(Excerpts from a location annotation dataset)
>>
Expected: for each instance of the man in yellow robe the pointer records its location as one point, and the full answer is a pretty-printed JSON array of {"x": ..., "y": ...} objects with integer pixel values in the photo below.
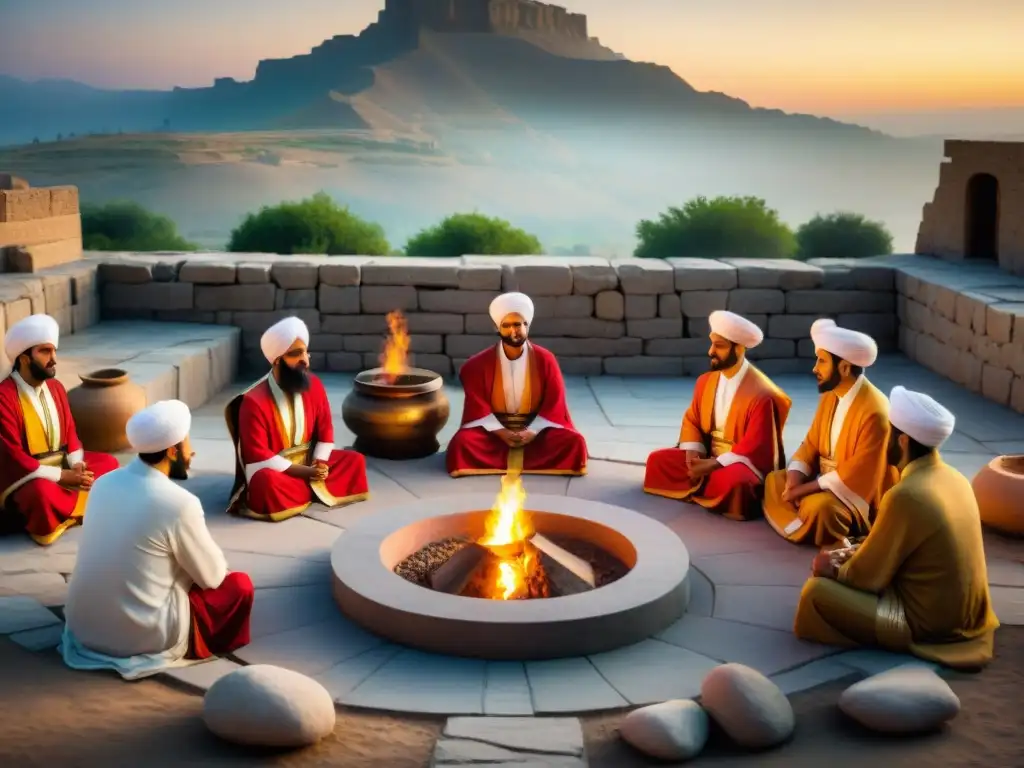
[
  {"x": 919, "y": 582},
  {"x": 732, "y": 432},
  {"x": 840, "y": 471}
]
<<
Identify each line in the items above that contains the string "yellow", treating uppercase and lowercase letters as distinct. Copy every such line in full.

- [RIGHT ANSWER]:
Expected: for each instance of the man in yellow robe the pointer records its location as one point, and the full answer is a pretty-printed JSON array of {"x": ..., "y": ...} objects with integer pixel values in the photo below.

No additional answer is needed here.